Document passage:
::::::::::

Furthermore it is difficult to scale the human experience in our limited life duration to the whole of history and evolution of time scales we can not contemplate experientially, hence our logical thinking is trapped into 'foolish extrapolation'. Last there is the challenge of the Johari window: you don't know what you don't know.
So the question about the 'meaning of life' bounces off on the limitations of our human faculties and the framework within which the questions are asked, which is necessarily human and limited, and unable to answer the question .. given the fact some higher form of intelligence than human must have created in some way all that is there (irrespective if you fill that in from a perspective of mineral science or religion).
Hence, the question of Meaning of Life, central to philosophy across the ages, cannot really be answered in a living, thinking and operating framework, a worldview that is coupled loose from nature, the cosmos, mankind as a whole .. and that does not have a teleological cosmogony: a framework or model for the coming into-existance of the cosmos and mankind, and it’s purpose at all levels.
The universal depth and richness of this question is that it really asks the question not of what you deem important for your own selfish agenda in this incarnation, but how things stand for the whole of life and the evolution of nature and mankind.
We can distinguish two types of worldviews from which to consider the question:
- the mineral and material reality 'only' perspective .. which has difficulty with, or can be shown to not be able to deliver a teleological cosmogony
- the spiritual worldview that includes/encompasses the above and is a meta-representation at a level above
Observe: the contemporary buzzword ‘the matrix’ seems a modern term for 'Maya' as an illusionary world of sensory perception in a material world.
Answering the question
This topic page is more about the question itself, than about the answer. That answer is given by the whole body of knowledge of spiritual science and philosophy and your own study and contemplation of it.
The view that this site documents is the following. It is not easy to write short condensed statements, but still a worthwhile exercice. You are invited to try, your attempts are welcome and can be added here.
Short statement 1
Man is the tenth hierarchy of spiritual beings in a spiritual cosmos where creation, stemming from the Logoi principles, already put the evolution of no less than nine classes of higher spiritual beings in motion. That whole dynamic is ever evolving as all spiritual entities are ever-evolving and intertwined rather than separate. So Man also is part of that whole and cannot be seen as separate. And the plan and 'meaning of life' for mankind find its origin with these higher spiritual beings who have created the cosmos we know in order to support Man in that development. Man is placed in creation as a free being to co-create the future, we can coin that as Free Man Creator.
The evolutionary goal of Man is to become a spiritual being that can create based on freedom of choice, and out of pure love. In other words mankind will evolve to become gods, to sacrifice the own being for the creation of new worlds. That is a long way off though ;). Currently mankind is at the stage of just having received self-consciousness and freedom on Earth, and now in a battle between good and evil in order to ascent and spiritualize its lower beings into spiritual principles, in short become a spiritual being. This spiritualization of Man, to become a spiritual being functioning on the basis of love, will only be realized in the next three planetary stages of our solar system. Just as where we have arrived today is the result of three previous planetary stages.

::::::::::

Problem statement: Retype the passage on the meaning of life, starting at "So the question" and ending at "at all levels.". The rows are not needed for this work.

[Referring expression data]
::::::::::

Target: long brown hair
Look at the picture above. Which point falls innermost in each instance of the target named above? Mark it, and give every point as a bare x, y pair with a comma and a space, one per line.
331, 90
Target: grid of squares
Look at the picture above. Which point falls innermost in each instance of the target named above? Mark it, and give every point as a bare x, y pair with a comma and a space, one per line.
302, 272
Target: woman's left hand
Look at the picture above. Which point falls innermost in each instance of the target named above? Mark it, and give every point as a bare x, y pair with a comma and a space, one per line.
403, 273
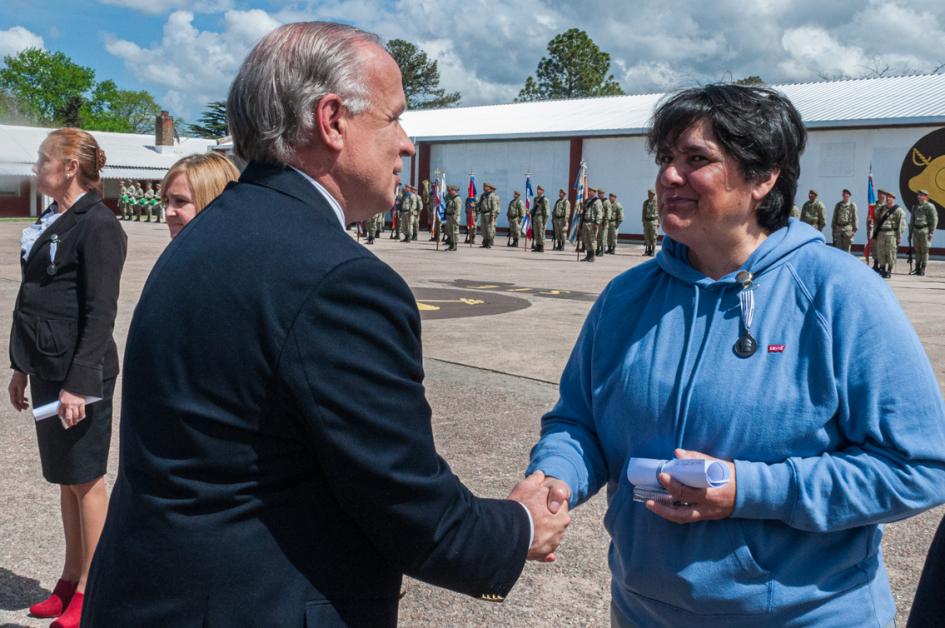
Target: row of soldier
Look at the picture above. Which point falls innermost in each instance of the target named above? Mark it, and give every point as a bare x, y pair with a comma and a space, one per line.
135, 200
600, 218
885, 227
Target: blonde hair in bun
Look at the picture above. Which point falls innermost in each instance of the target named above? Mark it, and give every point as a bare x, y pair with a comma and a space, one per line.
80, 146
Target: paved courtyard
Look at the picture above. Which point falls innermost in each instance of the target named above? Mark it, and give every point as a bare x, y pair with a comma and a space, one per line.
498, 327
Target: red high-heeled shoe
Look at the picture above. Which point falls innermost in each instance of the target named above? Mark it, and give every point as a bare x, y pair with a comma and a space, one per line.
73, 614
55, 605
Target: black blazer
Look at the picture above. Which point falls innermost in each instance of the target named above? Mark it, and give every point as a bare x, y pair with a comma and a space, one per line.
63, 321
277, 464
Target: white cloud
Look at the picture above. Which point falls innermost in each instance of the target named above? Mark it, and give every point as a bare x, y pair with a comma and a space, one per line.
486, 48
193, 66
157, 7
15, 39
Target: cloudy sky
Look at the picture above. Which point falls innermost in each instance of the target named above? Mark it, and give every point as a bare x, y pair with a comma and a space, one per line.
186, 52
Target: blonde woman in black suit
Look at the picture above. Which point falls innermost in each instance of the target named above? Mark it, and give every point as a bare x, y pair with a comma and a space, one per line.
62, 343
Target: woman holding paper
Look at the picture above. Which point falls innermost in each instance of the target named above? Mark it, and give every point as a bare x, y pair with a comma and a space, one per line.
61, 341
746, 341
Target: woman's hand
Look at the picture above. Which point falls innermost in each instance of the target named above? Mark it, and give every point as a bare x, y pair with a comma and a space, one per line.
704, 504
17, 390
71, 408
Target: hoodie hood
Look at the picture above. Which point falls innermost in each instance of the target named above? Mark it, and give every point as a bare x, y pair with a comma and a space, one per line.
674, 256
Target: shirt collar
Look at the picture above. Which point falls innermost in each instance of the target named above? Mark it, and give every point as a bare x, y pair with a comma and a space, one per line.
335, 206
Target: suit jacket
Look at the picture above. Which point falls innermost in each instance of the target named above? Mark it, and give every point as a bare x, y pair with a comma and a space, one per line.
63, 321
277, 465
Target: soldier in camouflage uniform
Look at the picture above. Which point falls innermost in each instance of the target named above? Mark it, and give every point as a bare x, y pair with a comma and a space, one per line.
651, 223
613, 225
813, 212
922, 227
404, 221
515, 213
559, 219
488, 208
137, 200
122, 199
843, 223
454, 212
590, 225
416, 207
540, 219
871, 222
890, 220
604, 219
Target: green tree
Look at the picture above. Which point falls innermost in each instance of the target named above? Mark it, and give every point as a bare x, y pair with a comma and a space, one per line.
575, 67
48, 87
119, 110
751, 80
421, 77
212, 122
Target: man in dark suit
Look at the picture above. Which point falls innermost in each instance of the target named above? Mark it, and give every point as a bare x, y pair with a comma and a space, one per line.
277, 466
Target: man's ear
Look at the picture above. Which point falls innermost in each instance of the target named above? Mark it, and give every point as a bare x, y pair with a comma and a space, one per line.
331, 122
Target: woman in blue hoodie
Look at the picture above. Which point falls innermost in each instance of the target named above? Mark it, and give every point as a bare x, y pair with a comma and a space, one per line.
749, 341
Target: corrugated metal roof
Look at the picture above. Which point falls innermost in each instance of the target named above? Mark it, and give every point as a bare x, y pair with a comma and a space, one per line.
898, 100
19, 145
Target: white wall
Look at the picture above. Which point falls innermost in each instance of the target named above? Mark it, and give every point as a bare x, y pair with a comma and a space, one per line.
834, 160
504, 164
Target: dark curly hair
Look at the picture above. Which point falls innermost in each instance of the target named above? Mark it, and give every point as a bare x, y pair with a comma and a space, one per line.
757, 126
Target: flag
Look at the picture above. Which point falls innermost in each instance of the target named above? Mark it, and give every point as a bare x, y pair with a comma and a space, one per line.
441, 199
871, 212
527, 221
470, 216
580, 187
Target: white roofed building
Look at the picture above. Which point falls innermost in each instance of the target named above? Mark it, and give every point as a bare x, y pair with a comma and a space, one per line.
131, 156
894, 126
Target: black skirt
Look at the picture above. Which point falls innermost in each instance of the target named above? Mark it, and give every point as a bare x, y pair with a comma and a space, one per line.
79, 454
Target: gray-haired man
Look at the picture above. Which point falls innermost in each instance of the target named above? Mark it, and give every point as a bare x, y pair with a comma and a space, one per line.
278, 464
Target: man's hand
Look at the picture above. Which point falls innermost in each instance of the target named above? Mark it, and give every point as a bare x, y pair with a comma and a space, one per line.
704, 504
549, 527
71, 408
17, 390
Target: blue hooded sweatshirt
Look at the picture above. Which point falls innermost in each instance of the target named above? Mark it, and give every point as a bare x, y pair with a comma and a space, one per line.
836, 425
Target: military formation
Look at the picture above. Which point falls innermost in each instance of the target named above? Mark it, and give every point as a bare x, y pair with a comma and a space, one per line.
886, 226
135, 201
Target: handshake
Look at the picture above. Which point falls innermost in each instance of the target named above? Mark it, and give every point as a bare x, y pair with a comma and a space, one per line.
546, 499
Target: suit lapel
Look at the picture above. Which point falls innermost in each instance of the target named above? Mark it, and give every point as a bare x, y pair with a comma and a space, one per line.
286, 180
64, 222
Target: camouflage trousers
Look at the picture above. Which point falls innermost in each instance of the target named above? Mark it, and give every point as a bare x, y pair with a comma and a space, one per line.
488, 228
538, 232
613, 229
843, 240
561, 231
515, 228
589, 233
885, 252
920, 245
650, 232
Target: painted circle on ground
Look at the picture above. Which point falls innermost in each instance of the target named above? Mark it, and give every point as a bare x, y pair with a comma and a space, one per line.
435, 303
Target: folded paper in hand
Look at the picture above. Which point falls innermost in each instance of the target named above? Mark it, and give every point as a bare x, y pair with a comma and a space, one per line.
52, 408
643, 473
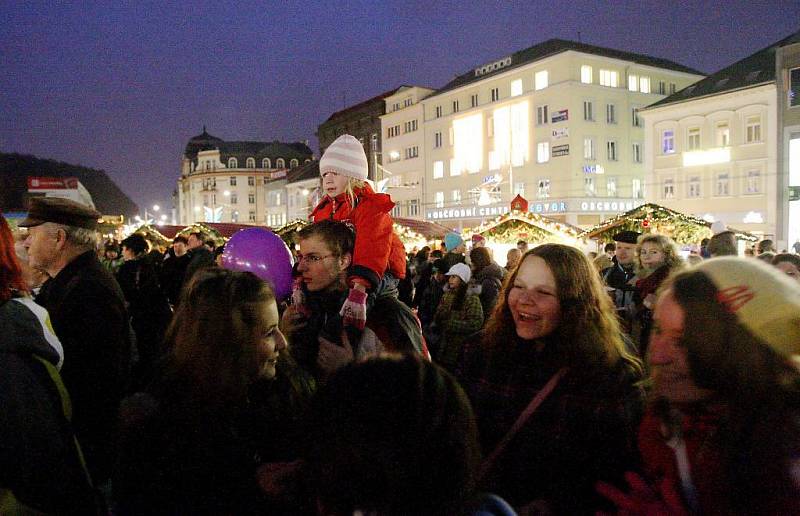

::::::::::

Result of this exercise:
So the question about the 'meaning of life' bounces off on the limitations of our human faculties and the framework within which the questions are asked, which is necessarily human and limited, and unable to answer the question .. given the fact some higher form of intelligence than human must have created in some way all that is there (irrespective if you fill that in from a perspective of mineral science or religion).
Hence, the question of Meaning of Life, central to philosophy across the ages, cannot really be answered in a living, thinking and operating framework, a worldview that is coupled loose from nature, the cosmos, mankind as a whole .. and that does not have a teleological cosmogony: a framework or model for the coming into-existance of the cosmos and mankind, and it’s purpose at all levels.